• **Liste des tâches**:
a: D'après le texte sur l'Onema, à quelle date le Rapport d'observations définitives de la Cour des comptes a-t-il été remis au ministère de l'Écologie et à l'établissement ?
b: Reproduisez fidèlement le passage du texte sur l'Onema, en commençant aux mots "Ces éléments que" et en vous arrêtant après "a été constitué.".

• **Texte fourni**:
_ _ _ _ _
Ces faits sont constitutifs d'une entrave dans l'accès à l'information et c'est en ce sens que notre avocat déposera plainte si les éléments demandés à l'Onema 21 ne nous sont pas communiqués dans les meilleurs délais.

Ces éléments que nous demandons, ce sont l'ensemble des pièces du répertoire Onema ayant servi au futur classement des cours d'eau dans le département de la Côté d'Or. Ce classement est à publication imminente, l'Office en a été le maître d'oeuvre principal et notre association entend informer le public sur la manière dont il a été constitué.

Pour la publication du Rapport d'observations définitives
de la Cour des comptes 

Par ailleurs, et dans un tout autre domaine, la Cour des Comptes a effectué un contrôle de gestion de l'Onema sur les exercices 2007-2011. Le Rapport d'observations définitives de la Cour des Comptes a été remis au ministère de l'Ecologie et à l'établissement le 14 novembre. A ce jour, il n'a pas été rendu public.

La Cour des comptes écrit sur son site Internet : « La Cour publie une part croissante de ses travaux. Elle répond ainsi à sa mission constitutionnelle d’information du citoyen et à deux exigences fortes de notre démocratie : la transparence, principe fondamental de l’administration publique et la progression vers plus d’efficacité et d’efficience dans l’emploi des fonds publics. » 

Notre association a donc demandé à la Cour de respecter ce principe fondamental de transparence et de rendre public le Rapport d'observations définitives sur l'Onema.

 La raison en est simple : le journaliste et consultant spécialiste des politiques publiques de l'eau Marc Laimé a publié sur son blog (Eaux glacées) des allégations d'une gravité exceptionnelle contre l'Office (voir ici et ici). Il semble avoir eu copie de ce rapport, constitué alors que le Directeur général de l'Onema a été démis de ses fonctions (23 octobre), de même que la Directrice de l'eau et de la biodiversité au Ministère (Odile Gauthier) a été remerciée et remplacée par Laurent Roy.

Certains syndicats d'employés de l'Office ont fait état à la nouvelle direction de leur émoi après cette publication dans un contexte manifestement tendu, et ont demandé que les faits soient éclaircis. Dans un communiqué, Jean Luc Touly (conseiller régional EELV Ile-de-France, membre du Comité national de l'eau et du Comité de bassin de l'Agence de l'eau Seine Normandie) a pour sa part exigé une séance exceptionnelle du Comité national de l'eau.
_ _ _ _ _
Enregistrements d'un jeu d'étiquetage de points

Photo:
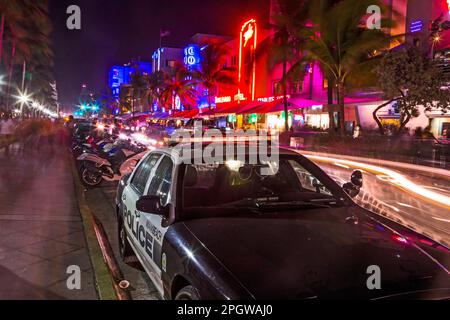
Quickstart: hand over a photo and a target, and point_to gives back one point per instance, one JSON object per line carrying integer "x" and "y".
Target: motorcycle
{"x": 120, "y": 160}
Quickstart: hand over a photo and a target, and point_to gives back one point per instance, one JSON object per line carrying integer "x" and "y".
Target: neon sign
{"x": 272, "y": 99}
{"x": 417, "y": 26}
{"x": 191, "y": 55}
{"x": 248, "y": 33}
{"x": 223, "y": 99}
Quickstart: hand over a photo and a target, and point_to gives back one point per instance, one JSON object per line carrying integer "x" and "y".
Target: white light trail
{"x": 397, "y": 179}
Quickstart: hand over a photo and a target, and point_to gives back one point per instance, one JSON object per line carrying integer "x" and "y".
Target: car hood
{"x": 322, "y": 253}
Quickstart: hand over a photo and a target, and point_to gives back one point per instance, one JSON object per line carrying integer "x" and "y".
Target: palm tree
{"x": 139, "y": 88}
{"x": 344, "y": 46}
{"x": 213, "y": 73}
{"x": 179, "y": 84}
{"x": 284, "y": 45}
{"x": 155, "y": 84}
{"x": 27, "y": 38}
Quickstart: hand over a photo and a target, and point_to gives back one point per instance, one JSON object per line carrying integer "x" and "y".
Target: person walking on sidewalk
{"x": 7, "y": 128}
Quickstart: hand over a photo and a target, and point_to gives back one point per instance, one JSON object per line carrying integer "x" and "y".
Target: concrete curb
{"x": 402, "y": 165}
{"x": 106, "y": 288}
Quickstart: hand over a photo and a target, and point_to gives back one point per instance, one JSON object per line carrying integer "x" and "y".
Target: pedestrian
{"x": 7, "y": 128}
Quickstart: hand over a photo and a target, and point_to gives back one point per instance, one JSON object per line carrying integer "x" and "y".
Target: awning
{"x": 278, "y": 106}
{"x": 230, "y": 109}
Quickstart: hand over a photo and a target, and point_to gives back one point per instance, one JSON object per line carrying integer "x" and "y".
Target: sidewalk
{"x": 41, "y": 232}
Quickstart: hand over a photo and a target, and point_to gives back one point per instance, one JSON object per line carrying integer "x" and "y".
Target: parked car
{"x": 230, "y": 230}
_ _ _ _ _
• **Réponses successives**:
a: Le 14 novembre.

b:
Ces éléments que nous demandons, ce sont l'ensemble des pièces du répertoire Onema ayant servi au futur classement des cours d'eau dans le département de la Côté d'Or. Ce classement est à publication imminente, l'Office en a été le maître d'oeuvre principal et notre association entend informer le public sur la manière dont il a été constitué.